- READING TEXT -
Secularism-means favouring the minorities

Author: Vijay Barve
Publication: Organiser
Date: August 25, 2002

Political Science is a very popular subject in Indian universities. The curriculum covers various topics, different theories and so on. However, there is no discussion, or even a mention of minoritism or majoritism in any textbook or any curriculum.

However, in today's world, whenever political ideology and governance in a country are discussed, these two words unfailingly pop up, time and again. In the game of politics, minoritism and majoritism have become the most popular pawns. No sane person could have visualized this scenario a few years back! But do not underestimate the wiles of a politician-who has the uncanny knack of interpreting every word to suit his purpose! India has a written constitution, which also lays down the rules of governance. However, when minoritism comes into the picture, everything else pales into insignificance.

But the crucial question is this: Who is a minority? For this word, there is no universally acceptable definition. When you compare one in 99, of course one is in minority. Similarly between 30 and 70, thirty too is minority compared to the bigger figure. And between 49 & 51 (although the difference is only two), mathematically 49 is in minority!

Consequently, minoritism is quite difficult to define and understand. If As are small in number compared to Bs, then they can be termed as minority. However, at which stage A becomes minority has not been defined-should it be 30% of B or can it even be 70%?

The effect of this is always felt is the political arena. As there are no rules regarding either the number or the proportion, disputes arise. And this is the most important reason leading to a debate, and then a conflict, between the two communities.

The word 'minority gained' currency after the First World War. When the League of Nations was established in 1919, the USA introduced the concept of minoritism. It must, however, be noted that this idea has neither been accepted by the US Government nor is it used in American social life.

- WRITTEN EXERCISE 1 -
Retype the article on minoritism from "Author: Vijay Barve" to "or any curriculum.".
- WRITTEN EXERCISE 2 -
According to the article on minoritism, which country introduced the concept of minoritism when the League of Nations was established?
The records have nothing to do with the article on minoritism.

Records of point placements
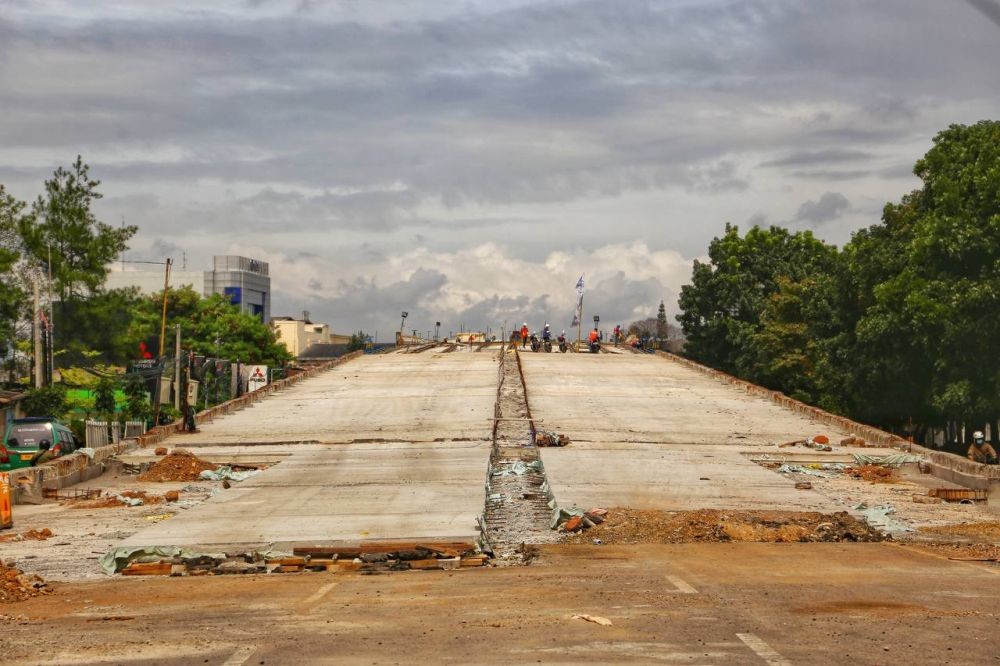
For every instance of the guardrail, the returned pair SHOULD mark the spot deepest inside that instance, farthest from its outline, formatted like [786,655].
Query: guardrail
[944,465]
[160,433]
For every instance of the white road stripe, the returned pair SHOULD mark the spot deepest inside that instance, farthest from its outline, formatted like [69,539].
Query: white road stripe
[681,586]
[318,594]
[763,650]
[240,656]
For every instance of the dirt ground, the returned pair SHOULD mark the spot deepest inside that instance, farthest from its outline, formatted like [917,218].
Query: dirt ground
[631,526]
[701,603]
[79,531]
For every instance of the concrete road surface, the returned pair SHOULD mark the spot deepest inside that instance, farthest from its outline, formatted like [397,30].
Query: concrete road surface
[649,433]
[424,481]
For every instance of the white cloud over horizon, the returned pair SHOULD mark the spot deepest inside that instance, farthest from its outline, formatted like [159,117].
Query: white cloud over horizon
[467,161]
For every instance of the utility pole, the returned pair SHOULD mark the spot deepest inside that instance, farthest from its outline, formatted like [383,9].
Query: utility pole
[163,317]
[579,326]
[36,324]
[52,325]
[177,368]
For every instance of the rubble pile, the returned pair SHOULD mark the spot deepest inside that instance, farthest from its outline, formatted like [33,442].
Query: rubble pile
[15,585]
[545,438]
[30,535]
[873,473]
[178,465]
[370,558]
[632,526]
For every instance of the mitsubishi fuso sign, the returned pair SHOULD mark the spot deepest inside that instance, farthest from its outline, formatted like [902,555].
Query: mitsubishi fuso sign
[257,378]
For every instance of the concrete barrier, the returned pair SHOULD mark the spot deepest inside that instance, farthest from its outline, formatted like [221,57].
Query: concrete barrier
[159,433]
[28,483]
[944,465]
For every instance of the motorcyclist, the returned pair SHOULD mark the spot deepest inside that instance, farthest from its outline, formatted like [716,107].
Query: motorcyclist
[980,451]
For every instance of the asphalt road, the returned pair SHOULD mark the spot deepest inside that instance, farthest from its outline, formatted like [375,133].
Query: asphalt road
[689,603]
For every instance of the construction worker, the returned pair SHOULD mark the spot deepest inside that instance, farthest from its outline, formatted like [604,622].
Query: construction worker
[980,451]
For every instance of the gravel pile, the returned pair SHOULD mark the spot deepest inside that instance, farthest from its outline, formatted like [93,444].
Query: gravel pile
[179,465]
[631,526]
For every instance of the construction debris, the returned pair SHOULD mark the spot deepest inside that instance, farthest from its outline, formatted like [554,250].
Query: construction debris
[178,465]
[30,535]
[546,438]
[15,585]
[227,473]
[959,494]
[873,473]
[364,558]
[632,526]
[574,519]
[596,619]
[878,517]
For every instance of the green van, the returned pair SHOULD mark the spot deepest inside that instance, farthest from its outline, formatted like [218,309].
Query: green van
[26,439]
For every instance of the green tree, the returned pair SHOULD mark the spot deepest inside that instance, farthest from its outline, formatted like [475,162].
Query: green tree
[13,300]
[943,300]
[721,309]
[358,341]
[63,236]
[45,401]
[661,322]
[104,397]
[211,326]
[62,222]
[137,405]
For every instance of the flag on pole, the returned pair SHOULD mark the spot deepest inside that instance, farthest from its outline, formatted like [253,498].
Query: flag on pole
[579,302]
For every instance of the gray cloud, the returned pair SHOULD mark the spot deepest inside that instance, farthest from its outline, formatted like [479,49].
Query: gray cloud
[829,207]
[989,8]
[820,157]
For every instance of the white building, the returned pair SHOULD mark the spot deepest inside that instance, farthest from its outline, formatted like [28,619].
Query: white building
[245,281]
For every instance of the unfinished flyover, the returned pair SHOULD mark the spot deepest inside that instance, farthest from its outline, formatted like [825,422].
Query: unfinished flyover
[392,446]
[397,447]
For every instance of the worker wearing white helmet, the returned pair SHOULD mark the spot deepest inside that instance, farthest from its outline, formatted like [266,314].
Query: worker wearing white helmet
[980,451]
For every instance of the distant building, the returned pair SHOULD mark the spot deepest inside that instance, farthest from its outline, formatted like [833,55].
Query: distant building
[301,334]
[245,281]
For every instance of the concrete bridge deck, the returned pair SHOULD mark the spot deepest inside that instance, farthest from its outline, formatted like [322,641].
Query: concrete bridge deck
[401,446]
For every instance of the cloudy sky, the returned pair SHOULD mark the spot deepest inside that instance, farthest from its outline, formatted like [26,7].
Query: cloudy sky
[468,160]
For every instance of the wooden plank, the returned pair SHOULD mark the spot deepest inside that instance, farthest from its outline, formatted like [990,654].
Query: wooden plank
[355,550]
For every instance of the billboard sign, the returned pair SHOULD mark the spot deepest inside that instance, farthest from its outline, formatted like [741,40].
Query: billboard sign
[257,378]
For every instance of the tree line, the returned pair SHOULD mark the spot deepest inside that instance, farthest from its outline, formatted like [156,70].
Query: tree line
[899,328]
[58,243]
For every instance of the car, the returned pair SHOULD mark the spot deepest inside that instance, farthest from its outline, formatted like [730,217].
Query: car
[27,438]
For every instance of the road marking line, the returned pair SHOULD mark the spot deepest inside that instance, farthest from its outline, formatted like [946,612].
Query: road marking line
[240,656]
[318,594]
[763,650]
[681,586]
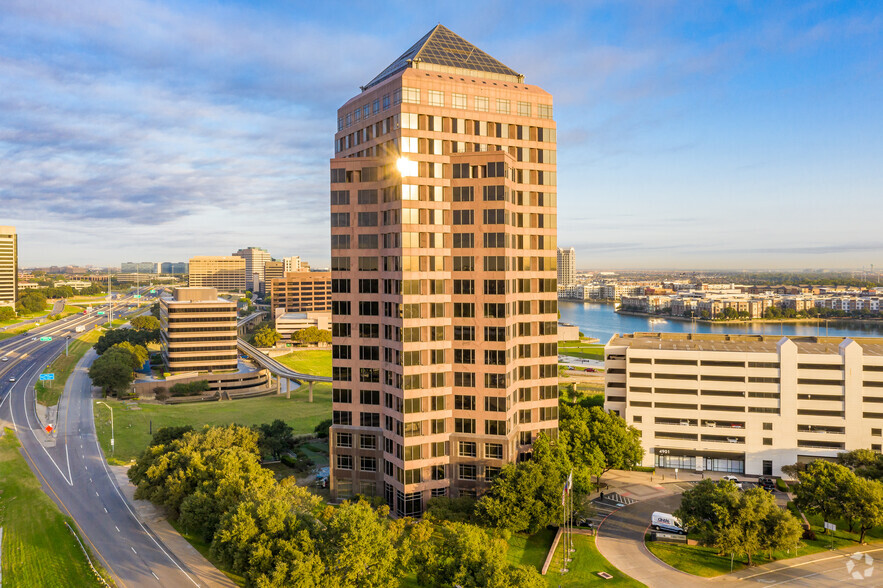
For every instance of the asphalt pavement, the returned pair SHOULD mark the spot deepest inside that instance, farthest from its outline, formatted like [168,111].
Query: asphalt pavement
[74,473]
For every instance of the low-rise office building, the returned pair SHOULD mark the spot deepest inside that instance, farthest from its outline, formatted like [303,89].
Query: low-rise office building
[224,272]
[301,292]
[746,403]
[198,331]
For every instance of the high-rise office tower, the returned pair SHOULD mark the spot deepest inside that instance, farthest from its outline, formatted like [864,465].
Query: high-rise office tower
[8,266]
[255,258]
[566,267]
[443,230]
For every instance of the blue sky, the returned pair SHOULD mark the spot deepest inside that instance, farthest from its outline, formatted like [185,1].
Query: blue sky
[691,134]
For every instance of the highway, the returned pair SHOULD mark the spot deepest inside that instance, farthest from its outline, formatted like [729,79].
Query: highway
[71,465]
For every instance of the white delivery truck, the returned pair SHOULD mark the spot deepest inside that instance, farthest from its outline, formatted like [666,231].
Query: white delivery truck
[663,521]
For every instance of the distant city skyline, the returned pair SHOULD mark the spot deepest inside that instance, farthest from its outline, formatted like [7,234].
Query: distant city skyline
[690,135]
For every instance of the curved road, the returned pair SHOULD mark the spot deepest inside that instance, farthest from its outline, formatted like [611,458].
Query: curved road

- TASK SOLUTION 1 -
Author: Vijay Barve
Publication: Organiser
Date: August 25, 2002

Political Science is a very popular subject in Indian universities. The curriculum covers various topics, different theories and so on. However, there is no discussion, or even a mention of minoritism or majoritism in any textbook or any curriculum.

- TASK SOLUTION 2 -
The USA.